- [ENUNCIADO 1]: No texto sobre as tensões entre Rússia e Ucrânia, quais regiões ficam excluídas do estado de emergência ucraniano?
- [ENUNCIADO 2]: Quais são todos os nomes de lugares (países, cidades ou regiões) mencionados no texto sobre as tensões entre Rússia e Ucrânia?
- [ENUNCIADO 3]: Dê continuidade ao texto sobre as tensões entre Rússia e Ucrânia a partir do ponto em que ele termina.

++++ TEXTO FORNECIDO ++++

As tensões envolvendo a Rússia e a Ucrânia estão cada dia mais perto de entrar em vias de fato. Nesta quarta-feira (23/2), o parlamento ucraniano aprovou, por ampla maioria, a declaração do estado de emergência nacional, diante da ameaça de uma invasão russa. A medida foi votada horas depois de a Rússia iniciar a evacuação do pessoal diplomático em Kiev e de os Estados Unidos alertarem para o risco de uma ofensiva geral da Rússia contra a ex-república soviética.
Já a Rússia, disse que recebeu um pedido de ajuda de rebeldes separatistas para “combater” o exército da Ucrânia.
O estado de emergência ucraniano permitirá às autoridades regionais reforçarem as medidas de segurança e vigorará em todo o território, com exceção das regiões separatistas de Donetsk e Lugansk. "A situação é difícil, mas permanece sob nosso controle", garantiu o secretário ucraniano de Segurança e Defesa, Oleksiy Danilov.
Essa decisão foi tomada no momento em que o presidente da Rússia, Vladimir Putin, está" tão preparado quanto é possível estar" para uma invasão em larga escala da Ucrânia, com "cerca de 100%" das forças militares necessárias já em posição, assegurou um alto funcionário do governo americano, que não quis se identificar.

++++ MATERIAL FORNECIDO ++++

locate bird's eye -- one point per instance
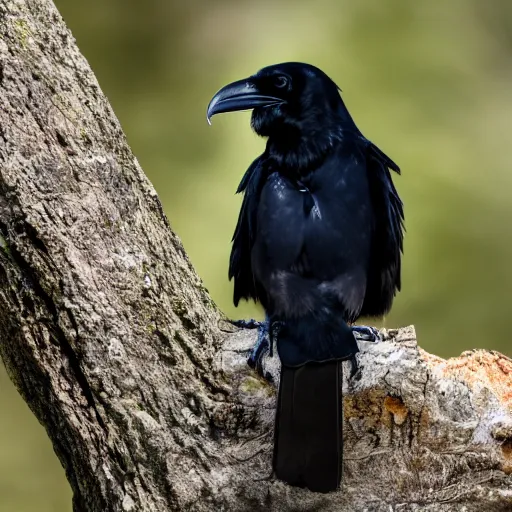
(281, 81)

++++

- [RESULTADO 1]: As regiões separatistas de Donetsk e Lugansk.

- [RESULTADO 2]: Rússia, Ucrânia, Kiev, Estados Unidos, Donetsk e Lugansk.

- [RESULTADO 3]:
“Eles podem começar a qualquer momento”, disse a fonte à AFP sobre o início da guerra. Isso porque, de acordo com um responsável do Departamento de Defesa dos EUA, 80% dos mais de 150.000 soldados russos presentes nas fronteiras ucranianas estão "em ordem de batalha", organizados em formação de ataque a poucos quilômetros da fronteira.
Diante disso, o secretário-geral da Organização das Nações Unidas (ONU), Antonio Guterres, disse, nesta quarta, que o mundo enfrenta "um momento de perigo". O alerta foi dado durante a Assembleia Geral da organização e, na mesma ocasião, o ministro das Relações Exteriores da Ucrânia, Dmytro Kuleba, disse que “o início de uma guerra em grande escala na Ucrânia será o fim da ordem mundial como a conhecemos", enfatizou.
Preparativos de defesa
Para tentar se proteger de uma eventual ofensiva russa, a Ucrânia decidiu acelerar os preparativos de defesa. O país declarou estado de exceção e mobilizou os reservistas de 18 a 60 anos para o risco de o presidente russo, Vladimir Putin, que desafia as sanções ocidentais, ordenar uma invasão ao país.
Neste contexto de tensão, o vice-primeiro-ministro ucraniano, Mykailo Fyodorov, informou que o país estava sofrendo um novo ataque cibernético em massa contra seus sites oficiais. Um ataque cibernético em larga escala contra a infraestrutura estratégica da Ucrânia é um dos cenários mencionados como prenúncio de uma ofensiva militar.
Horas antes, o presidente ucraniano, Volodimir Zelensky, afirmou que "o futuro da segurança europeia" será decidido na Ucrânia, em um momento em que 150.000 soldados russos estão mobilizados em suas fronteiras, segundo informações dos Estados Unidos.
Na última terça (22/2), Putin obteve a autorização parlamentar para enviar tropas à Ucrânia caso julgue necessário, voltou a exigir que o governo ucraniano desista de entrar na Otan e que a ex-república soviética, de 14 milhões de habitantes, se torne um país "desmilitarizado".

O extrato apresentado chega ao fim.